**Goal**
According to the write-up on running a neural network on the NES, what accuracy did the ANN achieve on the EMNIST test set?

**Source document**

====================

We trained our ANN on the EMNIST dataset on a desktop computer. We used a learning rate of 0.01, an alpha value of 0.01 for LeakyReLU and 5 epochs. The training completed in 21 seconds. Our simple ANN achieved a 93.11% accuracy on the EMNIST test set. This number could be higher with a larger neural network however for this experiment we needed to stay within the 32 KB limit. The pretrained weights along with our program code for the UI and executing the ANN were loaded onto the cartridge and NES seen in Figure 5. Our program begins with a basic startup/menu screen seen in the left of Figure 6. Pressing START enters the main drawing screen seen on the right in Figure 6.

The drawing screen provides a 20×20 pixel grid along with instructions. Using the D-PAD will move the cursor around the grid. Pressing the B button will toggle the pen (cursor) being down (drawing) or up (movement only). Pressing the A button will toggle drawing or erasing mode.

Along with drawing, the user can press the SELECT button to load 10 images of digits ( 0 – 9 ) from the EMNIST test set. Pressing the START button will execute the ANN and show the classification result in under 3 seconds. Figure 7 shows various test images that were loaded and the results after running the ANN.

Even though the ANN was trained on hand drawn style digits, our on-device ANN is also capable of recognizing simpler pixel art style images. Figure 8 shows example digits drawn by ourselves which the ANN was able to classify.

====================

**Supplied data**
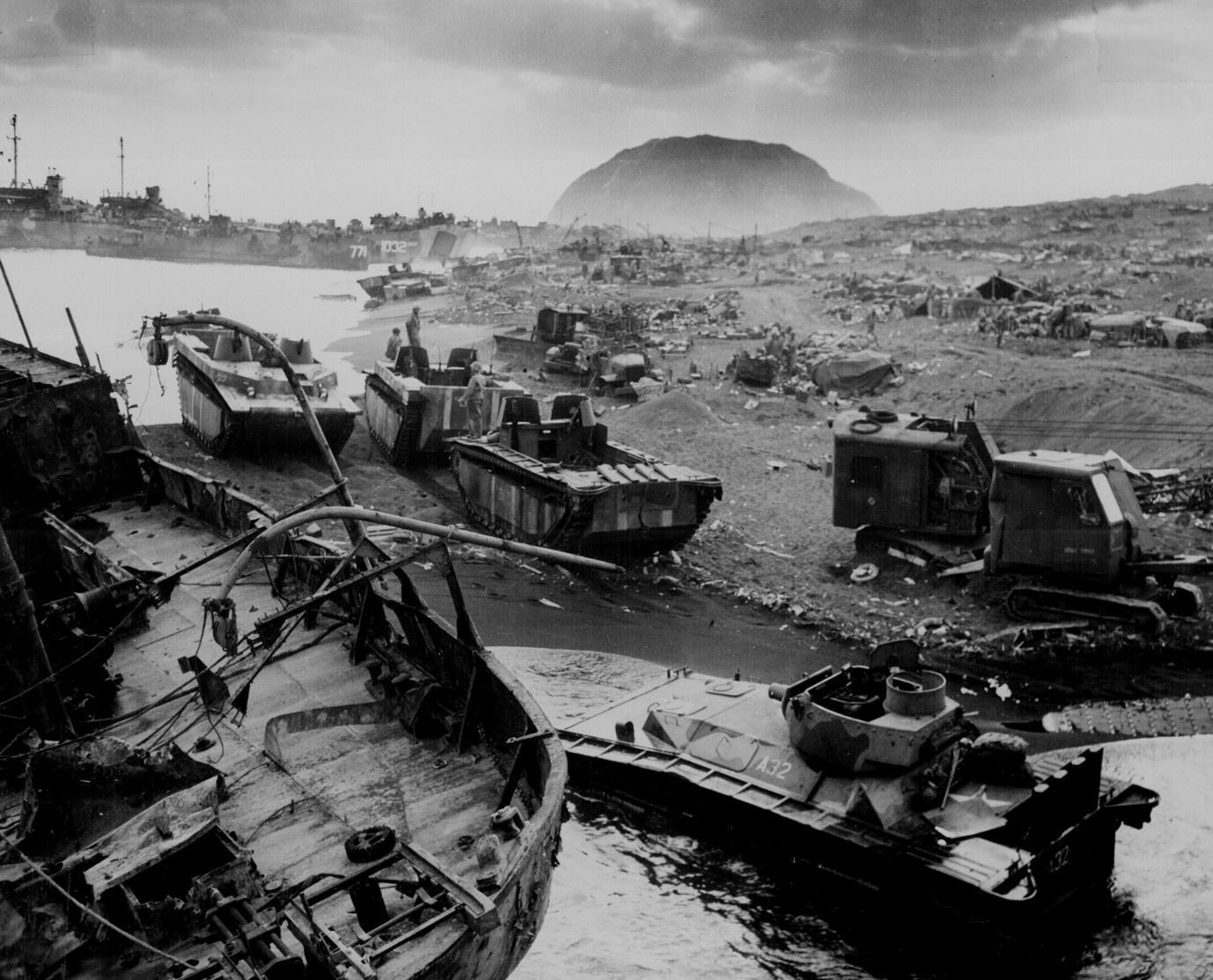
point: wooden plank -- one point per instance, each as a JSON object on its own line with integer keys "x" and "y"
{"x": 610, "y": 473}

====================

**Finished exercise**
93.11%